SUPPLIED TEXT.
────────────────────
Re: [math]Discussion: How to move out "EmptyClusterStrategy" from KMeansPlusPlusClusterer

Gilles Sadowski Sat, 21 Mar 2020 05:16:08 -0700

Hello.

2020-03-21 4:02 UTC+01:00, chentao...@qq.com <chentao...@qq.com>:
> Hi,
>
>>2020-03-21 2:59 UTC+01:00, chentao...@qq.com <chentao...@qq.com>:
>>> Hi,
>>>
>>>>Le ven. 20 mars 2020 à 04:47, chentao...@qq.com <chentao...@qq.com> a
>>>> écrit
>>>> :
>>>>>
>>>>> Hi,
>>>>>
>>>>> >Hello.
>>>>> >
>>>>> >Le mer. 18 mars 2020 à 17:57, Gilles Sadowski <gillese...@gmail.com> a
>>>>> > écrit :
>>>>> >>
>>>>> >> Hi.
>>>>> >>
>>>>> >> 2020-03-18 15:10 UTC+01:00, chentao...@qq.com <chentao...@qq.com>:
>>>>> >> > Hi,
>>>>> >> >     I have created a PR to show my aim:
>>>>> >> > https://github.com/apache/commons-math/pull/126/files
>>>>> >>
>>>>> >> Am I correct that the implementations of "ClustersPointExtractor"
────────────────────
DATASET EXCERPTS.
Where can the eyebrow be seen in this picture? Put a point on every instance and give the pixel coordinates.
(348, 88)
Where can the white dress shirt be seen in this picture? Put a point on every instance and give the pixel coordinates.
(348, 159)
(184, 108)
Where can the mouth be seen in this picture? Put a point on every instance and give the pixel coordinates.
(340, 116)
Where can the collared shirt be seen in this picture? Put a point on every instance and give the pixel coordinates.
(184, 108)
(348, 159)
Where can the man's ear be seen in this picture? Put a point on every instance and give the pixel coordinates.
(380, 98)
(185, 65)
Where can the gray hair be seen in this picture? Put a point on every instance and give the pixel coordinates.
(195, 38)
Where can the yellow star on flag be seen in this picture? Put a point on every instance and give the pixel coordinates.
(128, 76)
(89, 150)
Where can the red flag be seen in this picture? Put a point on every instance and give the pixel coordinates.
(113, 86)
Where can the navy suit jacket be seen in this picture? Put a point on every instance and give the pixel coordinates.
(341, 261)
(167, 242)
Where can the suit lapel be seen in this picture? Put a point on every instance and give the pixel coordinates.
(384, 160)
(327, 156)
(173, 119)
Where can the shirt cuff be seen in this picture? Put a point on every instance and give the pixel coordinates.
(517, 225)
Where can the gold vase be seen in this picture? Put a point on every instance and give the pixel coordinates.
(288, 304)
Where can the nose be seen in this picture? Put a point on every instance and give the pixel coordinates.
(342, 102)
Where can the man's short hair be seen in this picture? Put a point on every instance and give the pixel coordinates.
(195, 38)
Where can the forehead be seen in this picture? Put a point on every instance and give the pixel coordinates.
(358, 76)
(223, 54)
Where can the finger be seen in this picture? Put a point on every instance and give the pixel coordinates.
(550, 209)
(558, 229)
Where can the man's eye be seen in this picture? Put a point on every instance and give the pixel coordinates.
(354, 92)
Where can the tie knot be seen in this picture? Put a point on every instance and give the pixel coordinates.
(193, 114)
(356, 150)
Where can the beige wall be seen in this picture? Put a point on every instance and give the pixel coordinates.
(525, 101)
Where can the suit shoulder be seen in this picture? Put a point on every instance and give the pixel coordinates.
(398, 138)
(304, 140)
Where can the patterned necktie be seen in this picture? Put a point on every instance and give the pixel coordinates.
────────────────────
WORK TO COMPLETE.
Please continue the EmptyClusterStrategy mailing-list thread from the point where it stops. The rows come from a different source than the thread.

REPLY.
>>>>> >> modify the argument of the "extract" method?
>>>>> >> If so, that seems quite unsafe.  I would not expect this behaviour
>>>>> >> in a public API.
>>>>> >
>>>>> >To be clearer (hopefully): I'd contrast this
>>>>> > (incomplete/non-compilable
>>>>> >code):
>>>>> >
>>>>> >public class Extractor {
>>>>> >    T extract(List<List<T>> list);
>>>>> >}
>>>>>
>>>>> I have read the exists code again, and I found "EmptyClusterStrategy"
>>>>>  and related logic only used in K-Means.
>>>>> And the "Extractor" remove a point from exists Clusters is indeed
>>>>> unsuitable
>>>>> to be a public API(as you mentioned before.)
>>>>> I think another choice is simple make "EmptyClusterStrategy" and
>>>>> related
>>>>> logic protected,
>>>>> then it can be resuse by MiniBatchKMeans.
>>>>>
>>>>> Also after the "CentroidInitializer" has been move out, the
>>>>> "KMeansPlusPlusClusterer"
>>>>>  should rename to "KMeansClusterer" with a construct parameter
>>>>> "CentroidInitializer"
>>>>
>>>>If you think that it makes sense to define a class hierarchy for
>>>>"KMeans"-based algorithms, please do so.  But note that "protected"
>>>>is only slightly better than "public" (from a maintenance POV, it isn't
>>>>better, since we'll be required to maintain compatibility all the same).
>>>>Perhaps the base classe(s) can be package-private...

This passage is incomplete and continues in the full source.